**Text**
Georgia Students Learn Pre-Engineering as They Revamp Shipping Containers for Haiti (Youth Today, Georgia)

Marietta High School students in the school’s civil engineering club and afterschool design class are designing a community center out of shipping containers to help communities in Haiti. The designs will include features like solar panels, a rainwater harvesting system and a waste recycling system. Teacher Leon Grant and local architects will work with students to build the structures, while also teaching basic engineering principles. “I want a creative environment where young people can utilize [the math and science] they learn,” Grant told Youth Today. While the designs will be sent along to Haiti, the structure will remain at the school as an innovation laboratory for future students.

Green Bay's Boys & Girls Club to Open College and Career Center (WFRV, Wisconsin)

Last Friday, the Boys & Girls Club of Greater Green Bay opened their new College and Career Center for Teens to give young people a safe space to learn and explore future job opportunities. "Teens get a bad reputation, but they are up against some horrific odds. So, we knew a space needed to be made just for them where they can feel heard, motivated, encouraged, and like someone believes in them,” Club Director of Communications Stephanie Nespoli told WFRV. The center will offer internship and job placement services; provide free tutoring, job training, workforce etiquette lessons and academic mentoring; and give students the chance to listen to guest speakers, go on college visits and shadow adults in various industries.

**What the task requires**
List every feature that the news excerpt above says the Marietta High School students' shipping-container designs will include.

**Data extract**

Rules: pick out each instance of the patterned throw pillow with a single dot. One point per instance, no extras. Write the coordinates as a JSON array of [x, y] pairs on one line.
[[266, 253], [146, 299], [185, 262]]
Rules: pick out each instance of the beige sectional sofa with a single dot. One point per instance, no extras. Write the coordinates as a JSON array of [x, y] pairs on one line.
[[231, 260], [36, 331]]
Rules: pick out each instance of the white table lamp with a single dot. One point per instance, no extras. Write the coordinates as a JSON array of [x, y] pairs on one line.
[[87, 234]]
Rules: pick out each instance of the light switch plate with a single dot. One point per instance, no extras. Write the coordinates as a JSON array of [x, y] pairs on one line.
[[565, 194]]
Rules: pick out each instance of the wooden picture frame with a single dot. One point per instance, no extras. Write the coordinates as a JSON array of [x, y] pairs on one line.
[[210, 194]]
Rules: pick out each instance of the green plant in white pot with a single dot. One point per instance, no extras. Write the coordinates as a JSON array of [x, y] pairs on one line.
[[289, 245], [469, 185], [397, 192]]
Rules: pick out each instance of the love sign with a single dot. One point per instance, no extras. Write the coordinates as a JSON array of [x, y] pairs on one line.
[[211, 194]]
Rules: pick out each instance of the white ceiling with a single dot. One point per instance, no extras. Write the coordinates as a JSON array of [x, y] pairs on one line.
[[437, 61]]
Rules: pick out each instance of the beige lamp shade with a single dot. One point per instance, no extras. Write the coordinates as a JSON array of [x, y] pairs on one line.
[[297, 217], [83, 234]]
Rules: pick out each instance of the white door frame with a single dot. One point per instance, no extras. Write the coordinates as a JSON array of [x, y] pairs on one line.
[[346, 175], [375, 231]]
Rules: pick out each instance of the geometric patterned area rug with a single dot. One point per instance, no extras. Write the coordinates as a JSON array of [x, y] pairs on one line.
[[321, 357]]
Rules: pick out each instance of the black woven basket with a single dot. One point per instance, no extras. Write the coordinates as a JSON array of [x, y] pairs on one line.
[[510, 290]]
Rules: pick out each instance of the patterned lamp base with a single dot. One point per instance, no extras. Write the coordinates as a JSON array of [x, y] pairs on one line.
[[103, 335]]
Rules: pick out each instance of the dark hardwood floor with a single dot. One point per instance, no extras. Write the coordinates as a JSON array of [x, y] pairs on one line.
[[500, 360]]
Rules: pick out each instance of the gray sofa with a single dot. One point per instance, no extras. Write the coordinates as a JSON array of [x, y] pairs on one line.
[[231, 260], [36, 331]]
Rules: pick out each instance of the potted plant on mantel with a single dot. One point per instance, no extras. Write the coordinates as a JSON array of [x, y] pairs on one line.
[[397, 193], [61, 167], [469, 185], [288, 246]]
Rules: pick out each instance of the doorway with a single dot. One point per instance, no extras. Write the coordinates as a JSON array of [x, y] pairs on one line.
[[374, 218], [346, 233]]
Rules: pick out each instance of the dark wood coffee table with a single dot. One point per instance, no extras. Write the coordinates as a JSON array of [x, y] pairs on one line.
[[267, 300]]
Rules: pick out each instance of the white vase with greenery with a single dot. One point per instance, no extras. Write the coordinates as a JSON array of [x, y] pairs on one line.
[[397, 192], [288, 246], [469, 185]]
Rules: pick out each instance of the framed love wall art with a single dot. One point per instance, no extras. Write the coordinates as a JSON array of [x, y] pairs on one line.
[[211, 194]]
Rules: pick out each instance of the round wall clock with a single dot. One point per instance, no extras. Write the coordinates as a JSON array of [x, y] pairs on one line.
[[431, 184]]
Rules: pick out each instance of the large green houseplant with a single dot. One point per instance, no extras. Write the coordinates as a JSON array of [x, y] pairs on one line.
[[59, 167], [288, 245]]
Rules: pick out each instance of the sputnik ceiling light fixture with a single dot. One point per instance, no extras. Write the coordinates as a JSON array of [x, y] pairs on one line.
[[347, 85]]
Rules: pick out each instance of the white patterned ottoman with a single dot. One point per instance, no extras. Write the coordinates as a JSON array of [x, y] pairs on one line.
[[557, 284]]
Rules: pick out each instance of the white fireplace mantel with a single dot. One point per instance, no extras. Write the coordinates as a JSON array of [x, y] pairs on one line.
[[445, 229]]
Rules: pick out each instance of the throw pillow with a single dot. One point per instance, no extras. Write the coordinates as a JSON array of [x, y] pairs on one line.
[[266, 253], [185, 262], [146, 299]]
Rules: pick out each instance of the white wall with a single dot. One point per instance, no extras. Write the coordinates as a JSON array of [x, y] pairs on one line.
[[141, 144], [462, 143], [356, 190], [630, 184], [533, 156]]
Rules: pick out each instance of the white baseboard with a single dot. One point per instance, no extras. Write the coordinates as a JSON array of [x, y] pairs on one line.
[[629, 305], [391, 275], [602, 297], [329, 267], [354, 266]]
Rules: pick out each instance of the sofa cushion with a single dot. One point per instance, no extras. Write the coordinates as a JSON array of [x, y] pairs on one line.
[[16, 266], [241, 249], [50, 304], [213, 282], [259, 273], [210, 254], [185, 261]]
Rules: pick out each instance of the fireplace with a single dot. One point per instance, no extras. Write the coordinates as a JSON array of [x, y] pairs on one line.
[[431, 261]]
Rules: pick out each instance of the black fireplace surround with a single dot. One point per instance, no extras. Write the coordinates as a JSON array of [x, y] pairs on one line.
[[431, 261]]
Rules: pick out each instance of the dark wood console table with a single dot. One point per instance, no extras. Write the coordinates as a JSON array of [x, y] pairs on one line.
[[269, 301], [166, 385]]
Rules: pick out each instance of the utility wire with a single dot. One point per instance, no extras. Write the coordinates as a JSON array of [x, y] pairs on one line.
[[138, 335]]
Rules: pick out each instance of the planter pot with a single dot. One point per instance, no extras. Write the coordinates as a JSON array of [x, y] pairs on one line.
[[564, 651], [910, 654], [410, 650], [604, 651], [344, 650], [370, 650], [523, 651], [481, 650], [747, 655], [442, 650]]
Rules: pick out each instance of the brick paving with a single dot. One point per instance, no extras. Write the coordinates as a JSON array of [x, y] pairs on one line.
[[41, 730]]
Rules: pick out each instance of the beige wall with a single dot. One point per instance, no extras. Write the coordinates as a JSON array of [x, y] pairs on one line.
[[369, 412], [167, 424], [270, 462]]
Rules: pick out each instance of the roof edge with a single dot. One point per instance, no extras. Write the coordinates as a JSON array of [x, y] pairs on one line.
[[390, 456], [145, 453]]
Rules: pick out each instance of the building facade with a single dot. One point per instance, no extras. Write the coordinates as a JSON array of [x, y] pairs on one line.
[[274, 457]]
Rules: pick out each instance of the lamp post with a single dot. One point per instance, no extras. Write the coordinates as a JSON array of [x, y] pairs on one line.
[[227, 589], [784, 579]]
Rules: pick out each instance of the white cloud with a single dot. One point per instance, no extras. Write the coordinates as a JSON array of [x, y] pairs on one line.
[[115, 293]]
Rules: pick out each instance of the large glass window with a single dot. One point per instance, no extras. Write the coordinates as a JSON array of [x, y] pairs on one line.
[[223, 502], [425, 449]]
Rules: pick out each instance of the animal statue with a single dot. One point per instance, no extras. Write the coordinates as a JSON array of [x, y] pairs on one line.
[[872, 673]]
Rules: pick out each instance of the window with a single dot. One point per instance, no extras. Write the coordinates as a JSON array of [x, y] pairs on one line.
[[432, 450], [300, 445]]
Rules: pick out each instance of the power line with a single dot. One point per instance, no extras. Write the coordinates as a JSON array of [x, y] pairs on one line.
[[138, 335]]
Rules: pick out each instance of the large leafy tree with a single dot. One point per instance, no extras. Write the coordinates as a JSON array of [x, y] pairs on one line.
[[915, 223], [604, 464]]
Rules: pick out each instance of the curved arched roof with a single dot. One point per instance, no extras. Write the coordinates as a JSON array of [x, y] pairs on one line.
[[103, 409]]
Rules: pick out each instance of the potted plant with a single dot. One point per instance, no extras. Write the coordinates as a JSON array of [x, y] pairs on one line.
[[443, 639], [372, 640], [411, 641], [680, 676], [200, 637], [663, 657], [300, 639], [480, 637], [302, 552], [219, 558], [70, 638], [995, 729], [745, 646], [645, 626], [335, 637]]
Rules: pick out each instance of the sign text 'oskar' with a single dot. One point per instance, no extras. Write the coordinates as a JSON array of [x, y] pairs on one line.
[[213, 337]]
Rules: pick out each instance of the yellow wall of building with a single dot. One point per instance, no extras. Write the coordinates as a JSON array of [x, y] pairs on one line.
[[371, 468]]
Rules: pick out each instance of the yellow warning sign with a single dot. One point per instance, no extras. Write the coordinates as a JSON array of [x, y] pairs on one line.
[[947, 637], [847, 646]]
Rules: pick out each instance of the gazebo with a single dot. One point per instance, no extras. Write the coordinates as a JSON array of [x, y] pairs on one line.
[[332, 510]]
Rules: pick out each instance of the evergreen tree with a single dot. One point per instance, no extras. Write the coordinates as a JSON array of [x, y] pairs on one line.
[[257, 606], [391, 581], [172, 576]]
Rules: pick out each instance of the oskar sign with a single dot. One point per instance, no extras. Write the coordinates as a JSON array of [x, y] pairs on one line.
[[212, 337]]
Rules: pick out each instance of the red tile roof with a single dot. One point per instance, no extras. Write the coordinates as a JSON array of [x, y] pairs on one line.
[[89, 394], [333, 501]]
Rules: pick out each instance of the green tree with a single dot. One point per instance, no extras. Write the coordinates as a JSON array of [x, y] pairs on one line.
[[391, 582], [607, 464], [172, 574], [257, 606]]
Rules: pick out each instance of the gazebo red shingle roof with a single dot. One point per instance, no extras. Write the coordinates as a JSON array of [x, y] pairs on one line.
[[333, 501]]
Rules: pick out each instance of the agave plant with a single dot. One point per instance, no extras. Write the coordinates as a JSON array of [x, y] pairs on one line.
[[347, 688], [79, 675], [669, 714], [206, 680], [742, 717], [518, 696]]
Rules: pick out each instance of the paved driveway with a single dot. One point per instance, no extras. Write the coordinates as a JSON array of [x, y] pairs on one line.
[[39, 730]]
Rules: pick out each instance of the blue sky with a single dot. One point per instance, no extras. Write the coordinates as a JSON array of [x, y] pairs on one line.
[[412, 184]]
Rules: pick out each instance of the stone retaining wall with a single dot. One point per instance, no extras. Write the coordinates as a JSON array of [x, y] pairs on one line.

**Full answer**
- Solar panels
- A rainwater harvesting system
- A waste recycling system